▶ _题目_
判断下列三项说法是否符合下面关于栈式自编码器的文本，每项回答"是"或"否"，并原文引用起决定作用的词句：(a) 实验的训练样本共有6万个；(b) 每一个隐含层的训练属于有监督学习；(c) 最后一层训练的是一个具有10个类的分类器。

▶ _所给文本_
Exercise : Stacked Autoencoder

参考网页：http://deeplearning.stanford.edu/wiki/index.php/Exercise:_Implement_deep_networks_for_digit_classification

实验介绍：完成手写体识别，采用MNIST手写数据库，数字从0-9，训练样本6万个，测试样本1万个。每个样本由一个大小为28*28的图片表示

　　　　环境：matlab 2010a

实验方法：

　　使用多层神经网络模型，本节使用两人隐含层，隐含层之间分开学习，依次训练隐含层，将前一个隐含层的输出作为后一个隐含层的输入。每一个隐含层的训练是一个三层的autoencoder模型，为无监督学习。

　　最后一层为softmax regression模型，训练具有10个类的分类器。然后使用back-propagation模型调整参数（本章称为fine-tuning策略）

理论基础：

深度神经网络的优点：

　　1、可以指数级的减少神经元的数目，比如我们要使用神经网络模型计算XOR，如果使用单层或深度较浅的神经网络，那么需要指数级的神经元，而如果使用深层神经网络，那么神经元的数目仅为多项式级

　　2、特征学习过程是：part-whole decompositions。即第一层可能学习到边缘特征，第二层将边缘连起来检测到更长的边缘，更高层次的网络可能会检测到物体的某个部分，比如人的眼睛，鼻子等。

▶ _所示材料_

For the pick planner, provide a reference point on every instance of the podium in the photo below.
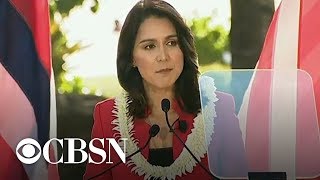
(273, 132)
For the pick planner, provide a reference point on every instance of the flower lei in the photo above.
(196, 141)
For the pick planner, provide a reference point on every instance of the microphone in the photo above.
(183, 126)
(165, 106)
(153, 131)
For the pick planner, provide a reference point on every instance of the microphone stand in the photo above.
(154, 130)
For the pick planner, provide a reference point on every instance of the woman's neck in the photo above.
(155, 96)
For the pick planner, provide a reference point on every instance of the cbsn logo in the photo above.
(28, 149)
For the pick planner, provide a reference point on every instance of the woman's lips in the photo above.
(166, 70)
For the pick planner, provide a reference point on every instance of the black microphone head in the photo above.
(154, 130)
(165, 105)
(183, 126)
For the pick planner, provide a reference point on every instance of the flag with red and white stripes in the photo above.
(292, 53)
(27, 95)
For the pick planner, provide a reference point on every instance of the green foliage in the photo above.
(73, 85)
(60, 9)
(211, 42)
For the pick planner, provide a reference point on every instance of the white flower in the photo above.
(196, 141)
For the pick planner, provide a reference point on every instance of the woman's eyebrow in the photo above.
(152, 39)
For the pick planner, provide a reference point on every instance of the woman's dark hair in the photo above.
(186, 86)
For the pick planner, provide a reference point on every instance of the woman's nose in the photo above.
(162, 54)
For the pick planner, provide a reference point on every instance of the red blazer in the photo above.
(103, 128)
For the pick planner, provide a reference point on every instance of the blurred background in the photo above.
(229, 34)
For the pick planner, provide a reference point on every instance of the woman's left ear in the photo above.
(134, 63)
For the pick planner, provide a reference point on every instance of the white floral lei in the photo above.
(196, 141)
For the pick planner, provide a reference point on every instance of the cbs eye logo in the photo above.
(28, 151)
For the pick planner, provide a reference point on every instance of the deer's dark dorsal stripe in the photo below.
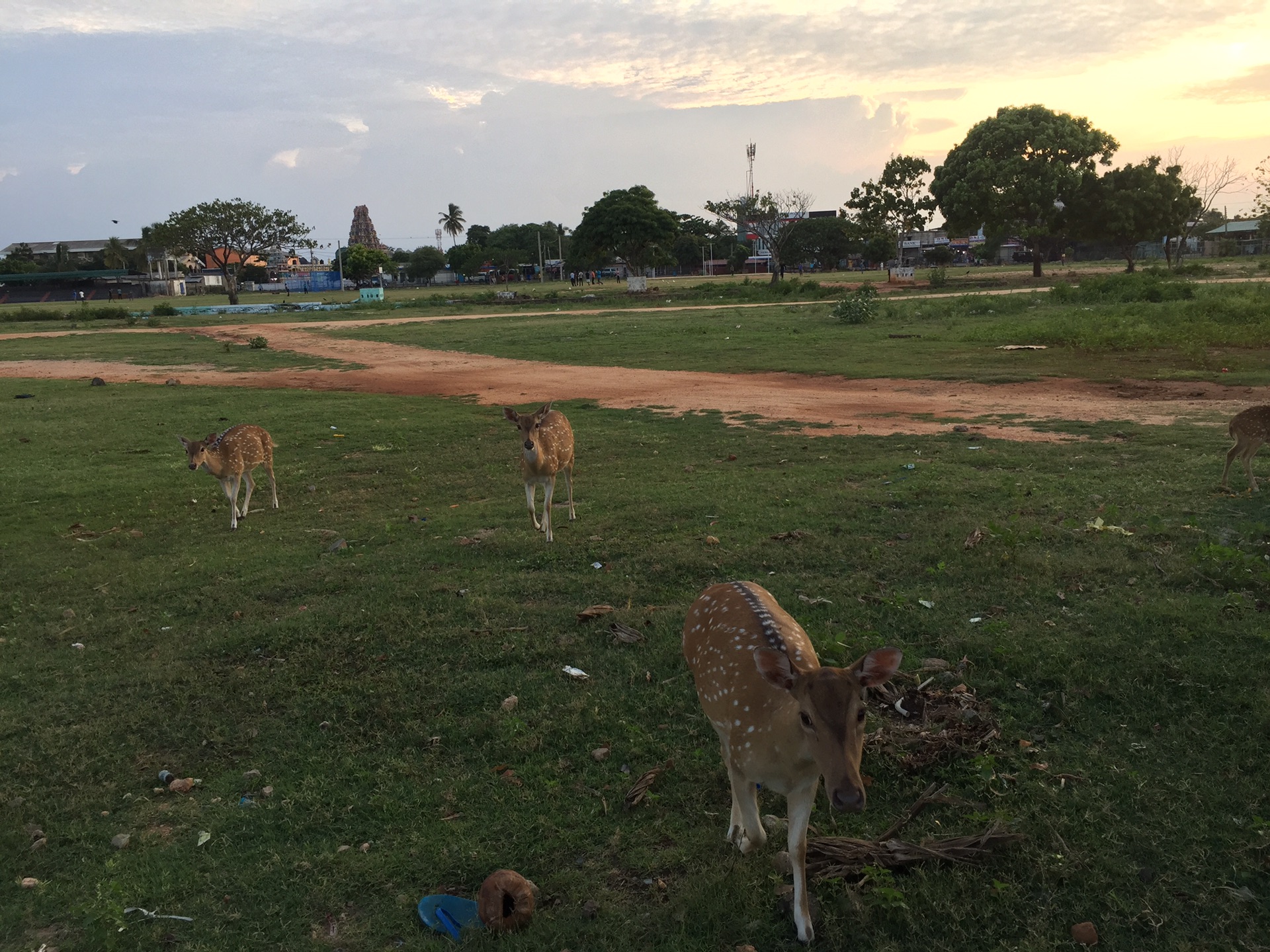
(765, 619)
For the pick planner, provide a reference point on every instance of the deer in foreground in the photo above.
(546, 441)
(783, 720)
(1250, 428)
(232, 457)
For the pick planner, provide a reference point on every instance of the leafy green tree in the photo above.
(894, 204)
(425, 263)
(626, 223)
(452, 222)
(774, 218)
(1019, 171)
(362, 263)
(826, 241)
(1134, 204)
(228, 234)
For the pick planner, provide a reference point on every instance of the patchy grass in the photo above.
(365, 683)
(164, 349)
(1220, 327)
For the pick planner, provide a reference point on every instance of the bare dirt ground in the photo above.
(837, 405)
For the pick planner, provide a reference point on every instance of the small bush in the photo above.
(860, 307)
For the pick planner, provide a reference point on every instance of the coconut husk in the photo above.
(931, 724)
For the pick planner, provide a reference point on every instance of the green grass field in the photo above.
(365, 683)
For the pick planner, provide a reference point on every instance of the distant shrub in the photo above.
(859, 307)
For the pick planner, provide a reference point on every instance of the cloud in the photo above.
(1251, 87)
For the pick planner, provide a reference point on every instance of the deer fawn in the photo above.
(783, 720)
(232, 457)
(1250, 428)
(548, 444)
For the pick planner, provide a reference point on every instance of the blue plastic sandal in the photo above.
(448, 914)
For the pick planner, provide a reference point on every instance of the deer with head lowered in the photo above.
(1250, 428)
(232, 457)
(546, 441)
(783, 720)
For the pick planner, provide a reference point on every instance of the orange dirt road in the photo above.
(873, 407)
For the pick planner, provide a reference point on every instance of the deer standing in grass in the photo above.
(232, 457)
(546, 441)
(783, 720)
(1250, 428)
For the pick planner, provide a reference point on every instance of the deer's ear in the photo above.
(775, 666)
(879, 666)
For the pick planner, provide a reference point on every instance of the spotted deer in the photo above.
(232, 457)
(1250, 428)
(783, 720)
(546, 441)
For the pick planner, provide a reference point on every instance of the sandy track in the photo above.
(874, 407)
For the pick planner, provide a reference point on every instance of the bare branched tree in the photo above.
(1210, 178)
(773, 218)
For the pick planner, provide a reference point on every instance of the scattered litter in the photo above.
(148, 914)
(1085, 935)
(593, 612)
(1099, 526)
(635, 795)
(625, 634)
(506, 902)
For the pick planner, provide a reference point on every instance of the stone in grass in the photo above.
(1085, 933)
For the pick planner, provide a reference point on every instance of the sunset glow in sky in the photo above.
(526, 112)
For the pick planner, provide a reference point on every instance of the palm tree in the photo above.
(452, 221)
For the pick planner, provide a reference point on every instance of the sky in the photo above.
(531, 111)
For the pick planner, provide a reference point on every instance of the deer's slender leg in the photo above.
(251, 485)
(746, 795)
(800, 803)
(568, 483)
(531, 491)
(548, 493)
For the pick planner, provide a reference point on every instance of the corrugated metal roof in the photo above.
(75, 248)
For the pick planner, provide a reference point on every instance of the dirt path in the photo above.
(874, 407)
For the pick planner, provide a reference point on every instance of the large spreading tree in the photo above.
(1017, 172)
(229, 234)
(1136, 204)
(773, 218)
(625, 223)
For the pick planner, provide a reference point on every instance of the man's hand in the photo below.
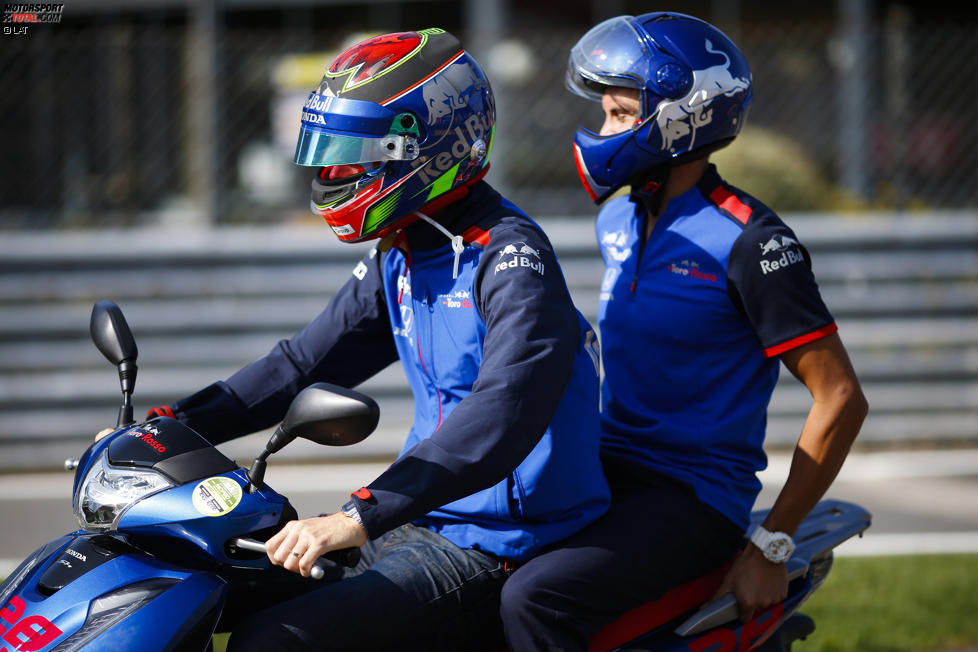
(299, 544)
(755, 582)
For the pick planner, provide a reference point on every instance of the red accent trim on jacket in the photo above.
(362, 493)
(730, 203)
(801, 339)
(579, 162)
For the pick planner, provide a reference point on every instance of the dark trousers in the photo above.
(655, 536)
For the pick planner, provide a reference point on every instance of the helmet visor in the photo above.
(337, 131)
(612, 53)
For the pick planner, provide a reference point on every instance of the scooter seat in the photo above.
(645, 618)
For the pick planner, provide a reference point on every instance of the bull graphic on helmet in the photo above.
(694, 86)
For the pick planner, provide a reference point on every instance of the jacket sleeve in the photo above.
(345, 344)
(531, 339)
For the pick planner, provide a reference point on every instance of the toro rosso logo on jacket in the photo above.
(519, 254)
(785, 248)
(690, 269)
(615, 244)
(365, 61)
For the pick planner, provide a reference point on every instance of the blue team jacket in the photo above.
(503, 454)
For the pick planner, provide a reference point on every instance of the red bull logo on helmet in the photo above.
(678, 119)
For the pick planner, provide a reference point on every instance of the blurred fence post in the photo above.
(485, 27)
(854, 88)
(202, 106)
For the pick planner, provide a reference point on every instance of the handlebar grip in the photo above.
(348, 557)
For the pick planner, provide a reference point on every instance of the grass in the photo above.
(888, 604)
(896, 604)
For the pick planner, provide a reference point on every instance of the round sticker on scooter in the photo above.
(217, 496)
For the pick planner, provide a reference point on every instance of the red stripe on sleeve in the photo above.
(729, 202)
(801, 339)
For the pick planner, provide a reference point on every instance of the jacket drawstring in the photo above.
(458, 245)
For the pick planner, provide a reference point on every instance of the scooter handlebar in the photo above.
(348, 557)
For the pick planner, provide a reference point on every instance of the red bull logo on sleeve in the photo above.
(519, 254)
(788, 248)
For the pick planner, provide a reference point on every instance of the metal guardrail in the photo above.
(904, 290)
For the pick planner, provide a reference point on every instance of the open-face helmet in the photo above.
(694, 86)
(398, 121)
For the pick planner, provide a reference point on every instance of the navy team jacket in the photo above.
(503, 454)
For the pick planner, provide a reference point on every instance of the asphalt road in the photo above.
(921, 501)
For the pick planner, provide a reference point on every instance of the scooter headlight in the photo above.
(107, 491)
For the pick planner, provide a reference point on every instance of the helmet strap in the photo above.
(648, 188)
(458, 245)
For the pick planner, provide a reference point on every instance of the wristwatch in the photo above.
(350, 509)
(777, 547)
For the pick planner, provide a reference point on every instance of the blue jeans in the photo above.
(412, 590)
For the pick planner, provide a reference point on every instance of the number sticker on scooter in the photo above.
(217, 496)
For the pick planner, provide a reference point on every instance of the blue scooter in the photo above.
(167, 520)
(171, 524)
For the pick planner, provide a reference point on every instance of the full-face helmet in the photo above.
(397, 122)
(694, 86)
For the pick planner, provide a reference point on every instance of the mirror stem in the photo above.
(125, 411)
(256, 474)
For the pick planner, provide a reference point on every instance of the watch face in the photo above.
(780, 549)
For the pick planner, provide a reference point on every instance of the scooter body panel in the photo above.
(105, 599)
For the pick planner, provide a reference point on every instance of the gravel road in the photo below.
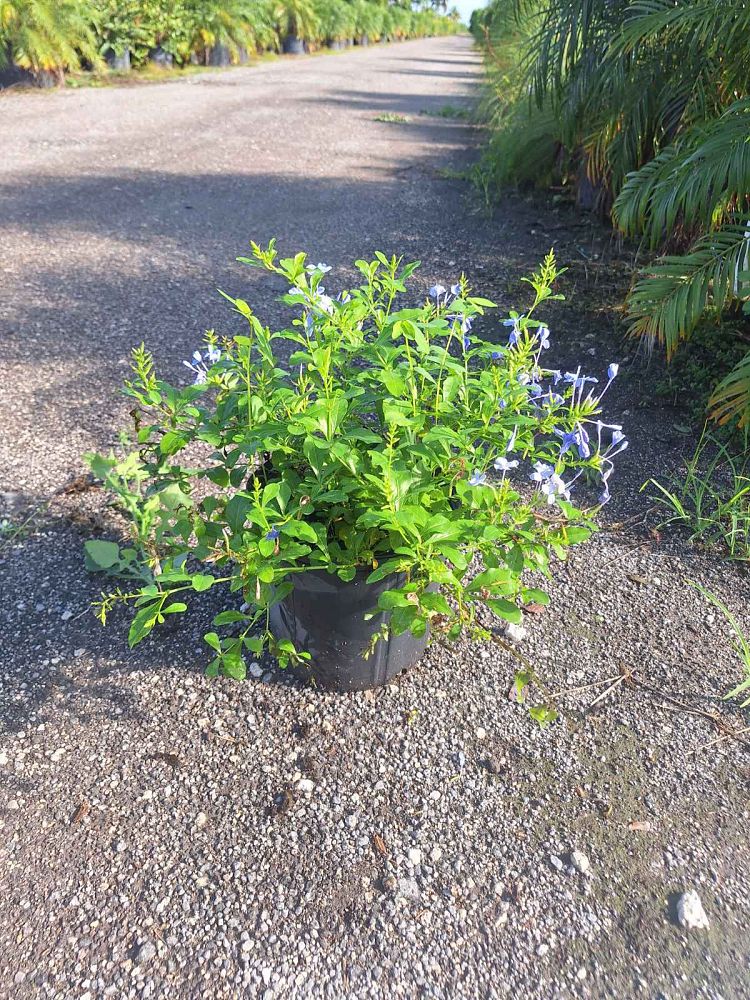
(162, 835)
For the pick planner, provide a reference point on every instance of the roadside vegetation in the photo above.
(639, 110)
(642, 109)
(40, 40)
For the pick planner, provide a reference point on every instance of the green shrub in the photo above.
(47, 36)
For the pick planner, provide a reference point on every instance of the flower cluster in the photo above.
(201, 363)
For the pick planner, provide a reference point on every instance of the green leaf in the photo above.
(177, 607)
(535, 597)
(454, 555)
(393, 599)
(142, 624)
(300, 530)
(234, 666)
(173, 497)
(101, 554)
(236, 512)
(213, 640)
(435, 602)
(172, 442)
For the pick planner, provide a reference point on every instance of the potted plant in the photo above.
(336, 22)
(298, 23)
(368, 19)
(45, 38)
(394, 476)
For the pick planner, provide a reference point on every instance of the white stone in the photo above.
(580, 862)
(690, 912)
(516, 633)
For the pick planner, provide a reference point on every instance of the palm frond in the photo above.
(731, 398)
(671, 295)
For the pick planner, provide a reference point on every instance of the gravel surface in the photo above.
(162, 835)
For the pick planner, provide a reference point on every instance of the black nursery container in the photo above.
(119, 61)
(293, 46)
(219, 55)
(326, 617)
(159, 57)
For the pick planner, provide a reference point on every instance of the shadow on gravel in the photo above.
(436, 129)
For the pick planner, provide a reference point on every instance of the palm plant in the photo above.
(653, 99)
(336, 19)
(120, 27)
(47, 36)
(297, 19)
(220, 23)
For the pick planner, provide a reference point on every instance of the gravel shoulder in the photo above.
(162, 835)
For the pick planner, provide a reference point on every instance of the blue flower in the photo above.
(515, 333)
(577, 380)
(552, 399)
(553, 487)
(199, 369)
(542, 472)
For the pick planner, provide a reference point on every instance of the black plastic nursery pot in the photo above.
(119, 61)
(159, 57)
(220, 55)
(326, 617)
(293, 46)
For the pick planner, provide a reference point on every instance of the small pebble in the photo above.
(690, 912)
(146, 952)
(580, 862)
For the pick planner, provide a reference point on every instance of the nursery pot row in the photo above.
(326, 616)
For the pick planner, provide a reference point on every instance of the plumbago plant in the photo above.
(393, 439)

▶ _参考答案_
(a) 是："训练样本6万个"
(b) 否："为无监督学习"
(c) 是："训练具有10个类的分类器"